_Goal of the exercise_
How many lines of the listing below contain the string "projector"? Reply with only the number.
[Start of Data lines]
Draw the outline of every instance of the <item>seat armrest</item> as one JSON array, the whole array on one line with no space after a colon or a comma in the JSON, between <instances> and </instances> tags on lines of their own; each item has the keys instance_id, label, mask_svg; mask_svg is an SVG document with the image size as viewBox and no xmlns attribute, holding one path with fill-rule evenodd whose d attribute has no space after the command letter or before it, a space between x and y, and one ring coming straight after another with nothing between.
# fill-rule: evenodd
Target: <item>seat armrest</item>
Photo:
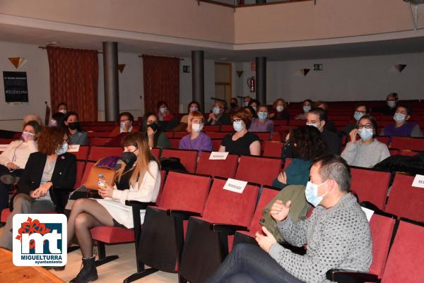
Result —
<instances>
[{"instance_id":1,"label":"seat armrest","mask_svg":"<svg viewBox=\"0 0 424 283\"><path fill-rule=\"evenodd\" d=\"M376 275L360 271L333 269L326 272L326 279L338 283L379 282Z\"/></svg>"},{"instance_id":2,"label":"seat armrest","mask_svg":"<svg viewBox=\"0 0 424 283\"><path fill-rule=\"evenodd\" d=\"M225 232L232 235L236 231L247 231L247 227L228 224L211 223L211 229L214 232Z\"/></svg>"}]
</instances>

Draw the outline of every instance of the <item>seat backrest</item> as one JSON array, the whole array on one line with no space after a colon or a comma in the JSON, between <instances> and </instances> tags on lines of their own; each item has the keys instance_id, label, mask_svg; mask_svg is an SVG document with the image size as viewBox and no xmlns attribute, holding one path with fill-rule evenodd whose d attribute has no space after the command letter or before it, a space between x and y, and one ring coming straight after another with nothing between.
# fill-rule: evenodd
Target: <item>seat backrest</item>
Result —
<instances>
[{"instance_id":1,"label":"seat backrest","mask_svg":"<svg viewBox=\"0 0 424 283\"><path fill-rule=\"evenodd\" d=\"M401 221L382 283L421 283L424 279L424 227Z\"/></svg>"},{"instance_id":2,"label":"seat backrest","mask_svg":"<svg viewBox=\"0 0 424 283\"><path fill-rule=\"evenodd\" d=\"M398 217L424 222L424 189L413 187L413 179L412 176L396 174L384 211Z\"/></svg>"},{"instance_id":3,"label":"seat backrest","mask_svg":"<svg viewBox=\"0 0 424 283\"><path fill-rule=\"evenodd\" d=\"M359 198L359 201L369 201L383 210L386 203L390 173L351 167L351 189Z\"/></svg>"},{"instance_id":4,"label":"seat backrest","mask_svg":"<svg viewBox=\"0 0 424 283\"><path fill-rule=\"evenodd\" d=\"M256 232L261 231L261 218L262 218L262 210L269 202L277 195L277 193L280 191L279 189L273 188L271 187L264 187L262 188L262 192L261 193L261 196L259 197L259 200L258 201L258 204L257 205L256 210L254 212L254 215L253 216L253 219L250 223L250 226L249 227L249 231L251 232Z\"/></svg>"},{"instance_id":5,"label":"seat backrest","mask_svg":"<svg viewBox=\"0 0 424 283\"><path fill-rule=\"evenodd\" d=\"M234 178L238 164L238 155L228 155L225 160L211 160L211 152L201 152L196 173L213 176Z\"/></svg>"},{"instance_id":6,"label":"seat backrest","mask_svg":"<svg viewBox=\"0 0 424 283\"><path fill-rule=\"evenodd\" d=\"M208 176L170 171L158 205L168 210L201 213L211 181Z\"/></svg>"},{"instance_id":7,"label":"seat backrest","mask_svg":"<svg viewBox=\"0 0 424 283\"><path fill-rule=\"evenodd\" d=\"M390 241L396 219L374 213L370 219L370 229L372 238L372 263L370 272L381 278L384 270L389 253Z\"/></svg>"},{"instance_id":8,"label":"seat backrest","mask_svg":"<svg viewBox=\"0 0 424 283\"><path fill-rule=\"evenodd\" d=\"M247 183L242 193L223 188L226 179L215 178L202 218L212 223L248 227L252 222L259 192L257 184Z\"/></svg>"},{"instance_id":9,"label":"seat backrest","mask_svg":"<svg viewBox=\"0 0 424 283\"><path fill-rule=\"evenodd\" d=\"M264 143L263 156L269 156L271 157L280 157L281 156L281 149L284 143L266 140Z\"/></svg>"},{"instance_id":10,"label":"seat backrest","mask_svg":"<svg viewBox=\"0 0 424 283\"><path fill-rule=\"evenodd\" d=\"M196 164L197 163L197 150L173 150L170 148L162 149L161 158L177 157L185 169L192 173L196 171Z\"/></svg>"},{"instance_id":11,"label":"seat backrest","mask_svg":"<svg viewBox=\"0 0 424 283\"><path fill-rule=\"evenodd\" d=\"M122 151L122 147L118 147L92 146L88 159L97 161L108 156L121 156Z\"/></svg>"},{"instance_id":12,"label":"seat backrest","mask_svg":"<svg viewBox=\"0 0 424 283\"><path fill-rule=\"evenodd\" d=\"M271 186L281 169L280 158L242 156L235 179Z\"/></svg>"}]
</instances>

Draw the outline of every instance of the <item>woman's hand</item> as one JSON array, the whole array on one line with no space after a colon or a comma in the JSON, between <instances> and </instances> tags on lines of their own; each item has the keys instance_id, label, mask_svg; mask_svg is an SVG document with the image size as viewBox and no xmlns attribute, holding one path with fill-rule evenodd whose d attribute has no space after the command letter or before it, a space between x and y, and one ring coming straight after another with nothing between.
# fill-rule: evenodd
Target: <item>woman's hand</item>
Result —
[End of Data lines]
[Start of Data lines]
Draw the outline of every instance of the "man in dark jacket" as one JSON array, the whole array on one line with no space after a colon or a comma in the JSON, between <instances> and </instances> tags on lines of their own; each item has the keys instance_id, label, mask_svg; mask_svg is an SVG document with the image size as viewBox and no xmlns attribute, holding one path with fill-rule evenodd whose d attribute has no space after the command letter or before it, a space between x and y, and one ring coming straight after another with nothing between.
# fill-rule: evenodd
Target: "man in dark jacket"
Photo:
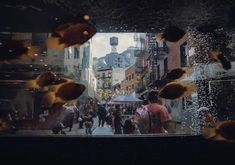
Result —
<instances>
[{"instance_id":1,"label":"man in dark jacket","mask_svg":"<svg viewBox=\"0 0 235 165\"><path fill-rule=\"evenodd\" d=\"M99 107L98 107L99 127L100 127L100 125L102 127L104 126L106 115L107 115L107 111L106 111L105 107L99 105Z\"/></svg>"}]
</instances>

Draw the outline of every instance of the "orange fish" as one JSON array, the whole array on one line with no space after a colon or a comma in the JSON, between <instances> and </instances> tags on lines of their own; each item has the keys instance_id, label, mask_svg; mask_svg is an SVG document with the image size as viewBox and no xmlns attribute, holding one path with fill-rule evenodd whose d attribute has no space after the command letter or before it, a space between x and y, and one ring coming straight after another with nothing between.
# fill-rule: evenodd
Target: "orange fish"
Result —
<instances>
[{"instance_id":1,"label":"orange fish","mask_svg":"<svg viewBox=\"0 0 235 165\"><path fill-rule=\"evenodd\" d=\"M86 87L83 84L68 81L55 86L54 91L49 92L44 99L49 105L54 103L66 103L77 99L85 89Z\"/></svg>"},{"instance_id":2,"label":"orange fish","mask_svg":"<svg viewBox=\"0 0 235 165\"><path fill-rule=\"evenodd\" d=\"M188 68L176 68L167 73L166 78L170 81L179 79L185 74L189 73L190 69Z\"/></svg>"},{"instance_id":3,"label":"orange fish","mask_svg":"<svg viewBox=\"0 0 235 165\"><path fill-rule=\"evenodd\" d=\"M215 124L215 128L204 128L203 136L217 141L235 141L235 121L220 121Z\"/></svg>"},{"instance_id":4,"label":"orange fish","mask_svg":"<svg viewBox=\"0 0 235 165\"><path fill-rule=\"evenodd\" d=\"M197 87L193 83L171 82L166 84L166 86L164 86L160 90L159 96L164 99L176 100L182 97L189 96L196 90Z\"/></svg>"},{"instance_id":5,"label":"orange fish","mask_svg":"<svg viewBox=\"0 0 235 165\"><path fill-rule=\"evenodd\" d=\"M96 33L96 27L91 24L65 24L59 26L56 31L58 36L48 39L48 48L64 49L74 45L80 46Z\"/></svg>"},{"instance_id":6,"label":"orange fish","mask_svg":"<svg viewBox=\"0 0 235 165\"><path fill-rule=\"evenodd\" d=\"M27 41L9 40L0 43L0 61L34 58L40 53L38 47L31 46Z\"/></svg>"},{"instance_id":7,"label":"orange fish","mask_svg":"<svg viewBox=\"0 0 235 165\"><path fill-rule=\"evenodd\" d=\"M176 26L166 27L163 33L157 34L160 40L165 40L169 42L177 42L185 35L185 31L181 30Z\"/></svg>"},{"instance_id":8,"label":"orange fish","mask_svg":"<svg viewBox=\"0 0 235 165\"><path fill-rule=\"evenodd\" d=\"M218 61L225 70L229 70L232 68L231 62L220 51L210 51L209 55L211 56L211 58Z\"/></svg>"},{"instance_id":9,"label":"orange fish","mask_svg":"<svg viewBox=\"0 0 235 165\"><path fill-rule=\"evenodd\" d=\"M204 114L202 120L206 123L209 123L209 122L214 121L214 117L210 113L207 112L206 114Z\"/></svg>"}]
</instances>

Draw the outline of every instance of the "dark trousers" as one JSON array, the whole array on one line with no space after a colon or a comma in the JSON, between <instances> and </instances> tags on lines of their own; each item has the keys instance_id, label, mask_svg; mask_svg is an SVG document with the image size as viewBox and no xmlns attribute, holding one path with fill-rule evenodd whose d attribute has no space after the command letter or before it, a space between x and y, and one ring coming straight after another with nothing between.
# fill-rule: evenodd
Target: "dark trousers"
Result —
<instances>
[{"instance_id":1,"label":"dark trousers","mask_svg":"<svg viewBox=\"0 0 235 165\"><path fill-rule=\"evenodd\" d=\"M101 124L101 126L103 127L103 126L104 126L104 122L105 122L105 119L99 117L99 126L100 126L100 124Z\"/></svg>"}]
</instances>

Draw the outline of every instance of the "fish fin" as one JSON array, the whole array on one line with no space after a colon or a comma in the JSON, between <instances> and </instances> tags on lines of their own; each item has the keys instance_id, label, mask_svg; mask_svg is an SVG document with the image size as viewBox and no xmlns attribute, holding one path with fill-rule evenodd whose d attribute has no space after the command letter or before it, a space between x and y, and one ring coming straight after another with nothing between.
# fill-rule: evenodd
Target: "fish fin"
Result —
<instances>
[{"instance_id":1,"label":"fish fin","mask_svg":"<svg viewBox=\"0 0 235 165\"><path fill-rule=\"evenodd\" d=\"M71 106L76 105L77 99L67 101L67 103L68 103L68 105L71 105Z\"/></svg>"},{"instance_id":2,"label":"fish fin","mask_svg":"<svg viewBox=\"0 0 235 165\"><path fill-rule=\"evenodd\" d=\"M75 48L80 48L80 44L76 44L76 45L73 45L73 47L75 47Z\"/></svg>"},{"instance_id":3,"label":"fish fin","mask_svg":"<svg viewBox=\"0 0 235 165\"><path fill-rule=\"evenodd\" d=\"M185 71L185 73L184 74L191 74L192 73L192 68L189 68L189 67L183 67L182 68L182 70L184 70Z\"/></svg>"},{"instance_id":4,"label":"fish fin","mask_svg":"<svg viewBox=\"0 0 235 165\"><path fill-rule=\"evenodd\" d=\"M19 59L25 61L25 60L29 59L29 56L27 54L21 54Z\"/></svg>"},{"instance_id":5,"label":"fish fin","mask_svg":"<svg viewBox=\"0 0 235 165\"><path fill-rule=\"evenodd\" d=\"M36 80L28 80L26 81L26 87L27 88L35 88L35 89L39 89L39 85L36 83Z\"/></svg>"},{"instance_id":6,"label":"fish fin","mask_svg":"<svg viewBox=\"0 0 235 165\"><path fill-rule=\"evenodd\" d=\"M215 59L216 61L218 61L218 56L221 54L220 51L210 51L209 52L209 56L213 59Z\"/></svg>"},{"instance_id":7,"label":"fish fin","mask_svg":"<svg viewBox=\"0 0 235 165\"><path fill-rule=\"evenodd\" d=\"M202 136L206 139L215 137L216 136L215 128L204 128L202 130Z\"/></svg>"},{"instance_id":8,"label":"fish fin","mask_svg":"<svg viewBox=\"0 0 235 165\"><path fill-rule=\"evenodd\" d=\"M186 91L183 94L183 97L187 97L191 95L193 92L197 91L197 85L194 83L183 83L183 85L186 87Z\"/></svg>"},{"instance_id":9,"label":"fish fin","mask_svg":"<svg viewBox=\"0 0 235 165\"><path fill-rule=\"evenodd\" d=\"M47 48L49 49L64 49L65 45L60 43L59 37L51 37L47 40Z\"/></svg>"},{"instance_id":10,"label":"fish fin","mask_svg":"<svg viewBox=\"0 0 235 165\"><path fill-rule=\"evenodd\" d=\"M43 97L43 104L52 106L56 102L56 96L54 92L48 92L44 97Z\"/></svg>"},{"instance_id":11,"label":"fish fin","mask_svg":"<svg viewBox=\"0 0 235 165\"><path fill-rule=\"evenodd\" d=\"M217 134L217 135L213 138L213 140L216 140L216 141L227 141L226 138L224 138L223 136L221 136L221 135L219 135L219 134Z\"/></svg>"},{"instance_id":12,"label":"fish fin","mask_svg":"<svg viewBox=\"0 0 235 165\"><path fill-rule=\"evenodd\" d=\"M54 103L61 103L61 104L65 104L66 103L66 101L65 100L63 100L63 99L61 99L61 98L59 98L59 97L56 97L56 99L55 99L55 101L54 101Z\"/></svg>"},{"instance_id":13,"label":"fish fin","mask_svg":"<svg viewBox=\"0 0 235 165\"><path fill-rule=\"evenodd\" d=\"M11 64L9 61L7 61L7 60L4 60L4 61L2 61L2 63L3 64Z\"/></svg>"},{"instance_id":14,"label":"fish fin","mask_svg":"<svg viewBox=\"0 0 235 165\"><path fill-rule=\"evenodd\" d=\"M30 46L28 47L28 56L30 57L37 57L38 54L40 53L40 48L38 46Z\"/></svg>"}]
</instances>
[End of Data lines]
[Start of Data lines]
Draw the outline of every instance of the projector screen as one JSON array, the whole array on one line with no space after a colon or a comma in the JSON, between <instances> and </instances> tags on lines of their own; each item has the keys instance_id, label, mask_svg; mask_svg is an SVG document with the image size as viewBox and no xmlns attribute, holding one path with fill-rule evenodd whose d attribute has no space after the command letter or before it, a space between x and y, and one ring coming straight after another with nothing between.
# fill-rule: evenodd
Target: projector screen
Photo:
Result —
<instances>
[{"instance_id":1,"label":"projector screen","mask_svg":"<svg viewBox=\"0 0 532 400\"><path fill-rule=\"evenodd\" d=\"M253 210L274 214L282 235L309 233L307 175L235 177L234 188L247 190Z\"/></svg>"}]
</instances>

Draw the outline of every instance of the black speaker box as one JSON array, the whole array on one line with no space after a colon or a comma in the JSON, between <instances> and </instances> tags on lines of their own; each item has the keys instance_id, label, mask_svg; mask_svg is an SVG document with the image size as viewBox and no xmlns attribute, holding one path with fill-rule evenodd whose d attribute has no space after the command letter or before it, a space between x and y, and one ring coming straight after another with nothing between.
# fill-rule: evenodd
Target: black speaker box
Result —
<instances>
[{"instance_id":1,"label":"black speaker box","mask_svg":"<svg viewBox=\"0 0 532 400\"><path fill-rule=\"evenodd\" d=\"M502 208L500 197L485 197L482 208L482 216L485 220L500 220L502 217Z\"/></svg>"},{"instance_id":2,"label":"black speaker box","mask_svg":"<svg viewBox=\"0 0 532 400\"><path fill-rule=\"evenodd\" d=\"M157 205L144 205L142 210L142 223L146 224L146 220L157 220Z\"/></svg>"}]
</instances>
[End of Data lines]
_Solution to the problem_
3